▶ [PROBLEM]: Everything from the line containing "of the grass" to the close of the listing below should be retyped exactly, and nothing before it.

▶ [EXTRACTED INFORMATION]:
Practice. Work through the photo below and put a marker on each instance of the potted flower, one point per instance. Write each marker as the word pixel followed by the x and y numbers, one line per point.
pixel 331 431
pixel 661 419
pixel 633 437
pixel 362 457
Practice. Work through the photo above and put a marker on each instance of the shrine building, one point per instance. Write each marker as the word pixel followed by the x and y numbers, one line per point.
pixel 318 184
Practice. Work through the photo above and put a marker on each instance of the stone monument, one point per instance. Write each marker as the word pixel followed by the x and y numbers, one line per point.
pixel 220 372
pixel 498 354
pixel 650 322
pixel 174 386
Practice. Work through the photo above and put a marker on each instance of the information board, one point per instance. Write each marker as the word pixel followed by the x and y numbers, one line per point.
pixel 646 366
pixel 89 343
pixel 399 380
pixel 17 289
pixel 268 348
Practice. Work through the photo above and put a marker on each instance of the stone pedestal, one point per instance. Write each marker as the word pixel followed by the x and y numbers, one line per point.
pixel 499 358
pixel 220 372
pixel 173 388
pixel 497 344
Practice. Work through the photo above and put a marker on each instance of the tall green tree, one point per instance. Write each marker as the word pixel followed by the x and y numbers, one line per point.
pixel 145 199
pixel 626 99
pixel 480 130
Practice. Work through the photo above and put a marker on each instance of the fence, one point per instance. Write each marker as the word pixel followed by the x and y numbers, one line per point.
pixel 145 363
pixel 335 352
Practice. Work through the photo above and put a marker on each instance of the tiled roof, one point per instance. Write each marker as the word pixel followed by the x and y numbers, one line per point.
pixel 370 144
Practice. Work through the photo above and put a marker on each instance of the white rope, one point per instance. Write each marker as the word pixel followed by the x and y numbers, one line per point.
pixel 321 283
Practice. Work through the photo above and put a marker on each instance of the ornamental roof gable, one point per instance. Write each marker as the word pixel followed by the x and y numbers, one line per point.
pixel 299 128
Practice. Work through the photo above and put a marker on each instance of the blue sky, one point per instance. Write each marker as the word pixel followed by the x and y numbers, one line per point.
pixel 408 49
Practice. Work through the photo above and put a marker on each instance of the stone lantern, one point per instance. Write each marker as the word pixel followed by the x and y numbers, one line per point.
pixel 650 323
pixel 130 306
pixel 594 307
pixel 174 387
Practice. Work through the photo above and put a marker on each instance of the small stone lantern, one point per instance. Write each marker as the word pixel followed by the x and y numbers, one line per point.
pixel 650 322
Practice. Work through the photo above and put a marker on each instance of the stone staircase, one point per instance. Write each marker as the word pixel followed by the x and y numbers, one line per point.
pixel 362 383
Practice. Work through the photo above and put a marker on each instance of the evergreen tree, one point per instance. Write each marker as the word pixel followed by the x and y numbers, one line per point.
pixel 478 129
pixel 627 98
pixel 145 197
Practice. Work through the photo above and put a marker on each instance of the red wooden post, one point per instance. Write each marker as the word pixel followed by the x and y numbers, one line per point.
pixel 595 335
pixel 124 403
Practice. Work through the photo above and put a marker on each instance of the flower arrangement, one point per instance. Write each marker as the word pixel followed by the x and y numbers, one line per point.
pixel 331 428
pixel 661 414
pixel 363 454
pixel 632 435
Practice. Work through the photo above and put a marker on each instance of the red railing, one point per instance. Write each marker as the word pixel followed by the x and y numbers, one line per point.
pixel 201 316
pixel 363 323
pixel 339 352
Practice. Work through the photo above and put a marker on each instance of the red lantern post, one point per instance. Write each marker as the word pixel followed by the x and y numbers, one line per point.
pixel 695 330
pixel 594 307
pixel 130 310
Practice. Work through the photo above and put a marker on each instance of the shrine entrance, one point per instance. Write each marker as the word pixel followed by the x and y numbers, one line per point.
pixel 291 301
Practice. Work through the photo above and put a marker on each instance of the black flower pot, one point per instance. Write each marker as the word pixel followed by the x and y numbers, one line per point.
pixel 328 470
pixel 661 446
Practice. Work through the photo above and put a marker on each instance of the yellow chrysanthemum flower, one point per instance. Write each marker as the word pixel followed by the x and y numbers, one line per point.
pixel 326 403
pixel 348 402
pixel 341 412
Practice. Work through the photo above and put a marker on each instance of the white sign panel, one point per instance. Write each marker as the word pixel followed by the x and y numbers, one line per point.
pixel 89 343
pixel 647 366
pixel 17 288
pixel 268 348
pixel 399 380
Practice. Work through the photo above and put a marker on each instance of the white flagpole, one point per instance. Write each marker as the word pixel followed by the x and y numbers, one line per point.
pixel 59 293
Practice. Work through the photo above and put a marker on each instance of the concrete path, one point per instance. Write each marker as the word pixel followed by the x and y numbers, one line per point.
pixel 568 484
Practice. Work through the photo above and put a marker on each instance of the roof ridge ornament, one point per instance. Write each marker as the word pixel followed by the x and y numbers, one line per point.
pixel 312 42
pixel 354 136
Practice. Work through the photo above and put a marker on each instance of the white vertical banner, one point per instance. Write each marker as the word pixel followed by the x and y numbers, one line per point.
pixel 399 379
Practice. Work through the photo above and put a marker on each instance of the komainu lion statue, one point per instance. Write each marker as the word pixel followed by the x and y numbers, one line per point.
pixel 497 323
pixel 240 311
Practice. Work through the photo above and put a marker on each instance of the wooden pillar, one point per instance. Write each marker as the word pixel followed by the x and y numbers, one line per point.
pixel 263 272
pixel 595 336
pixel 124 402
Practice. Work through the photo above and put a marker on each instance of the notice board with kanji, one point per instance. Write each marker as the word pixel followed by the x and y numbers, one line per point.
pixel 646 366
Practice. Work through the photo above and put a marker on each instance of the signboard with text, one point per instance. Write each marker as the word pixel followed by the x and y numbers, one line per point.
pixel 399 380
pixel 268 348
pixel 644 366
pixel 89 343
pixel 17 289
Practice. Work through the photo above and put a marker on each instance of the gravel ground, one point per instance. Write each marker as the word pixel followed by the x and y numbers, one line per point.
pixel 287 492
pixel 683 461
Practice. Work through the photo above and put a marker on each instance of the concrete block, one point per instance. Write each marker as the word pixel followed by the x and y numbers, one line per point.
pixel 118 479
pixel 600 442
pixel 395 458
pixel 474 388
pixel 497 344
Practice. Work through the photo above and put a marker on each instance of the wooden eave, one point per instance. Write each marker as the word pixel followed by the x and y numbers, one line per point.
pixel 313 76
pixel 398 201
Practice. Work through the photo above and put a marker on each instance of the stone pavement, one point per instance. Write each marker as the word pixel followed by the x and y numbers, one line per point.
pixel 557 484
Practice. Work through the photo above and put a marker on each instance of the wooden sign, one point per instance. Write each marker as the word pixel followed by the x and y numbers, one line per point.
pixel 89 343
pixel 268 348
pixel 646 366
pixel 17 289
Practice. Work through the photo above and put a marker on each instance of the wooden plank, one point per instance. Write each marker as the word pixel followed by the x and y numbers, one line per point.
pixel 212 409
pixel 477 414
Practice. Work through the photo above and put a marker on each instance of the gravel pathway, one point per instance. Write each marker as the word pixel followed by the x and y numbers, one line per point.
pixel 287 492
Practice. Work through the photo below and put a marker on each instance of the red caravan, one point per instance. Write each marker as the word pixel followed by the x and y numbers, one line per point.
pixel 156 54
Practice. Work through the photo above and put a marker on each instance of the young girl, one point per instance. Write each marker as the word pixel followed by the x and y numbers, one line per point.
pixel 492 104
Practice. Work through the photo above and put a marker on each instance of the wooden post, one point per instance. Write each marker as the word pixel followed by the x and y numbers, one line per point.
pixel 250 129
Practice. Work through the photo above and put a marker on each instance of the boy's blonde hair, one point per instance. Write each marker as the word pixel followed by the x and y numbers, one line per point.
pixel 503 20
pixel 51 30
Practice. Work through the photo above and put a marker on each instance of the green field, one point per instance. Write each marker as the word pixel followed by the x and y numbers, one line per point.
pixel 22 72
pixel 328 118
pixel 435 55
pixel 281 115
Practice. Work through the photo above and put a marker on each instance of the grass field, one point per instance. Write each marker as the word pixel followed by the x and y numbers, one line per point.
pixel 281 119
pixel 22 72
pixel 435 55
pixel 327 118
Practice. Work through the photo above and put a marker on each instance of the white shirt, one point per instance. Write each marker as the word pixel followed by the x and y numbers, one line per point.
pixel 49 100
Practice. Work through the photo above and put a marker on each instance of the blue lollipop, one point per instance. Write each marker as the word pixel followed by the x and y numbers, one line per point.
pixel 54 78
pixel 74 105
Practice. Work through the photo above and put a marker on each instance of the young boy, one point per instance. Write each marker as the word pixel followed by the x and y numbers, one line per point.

▶ [RESULT OF THE TASK]:
Practice. Work through the photo above and put a marker on each instance of the grass field, one point per instance. Write each marker as the word pixel followed by the x and y numbers, one line per point.
pixel 281 119
pixel 22 72
pixel 435 55
pixel 327 118
Practice. Work through the photo above and put a marker on each instance of the white shirt, one point per instance. Write each marker as the word pixel followed by the x and y numbers, one line per point.
pixel 49 100
Practice. Work through the photo above and put a marker on each instance of the blue lollipop, one point per instance. Write each marker as the word pixel followed by the x and y numbers, one line per point.
pixel 54 78
pixel 74 105
Practice. Work through the photo above and put a marker on each instance of the young boy, one point per instance. Write each marker as the word pixel followed by the x and y numbers, one line per point.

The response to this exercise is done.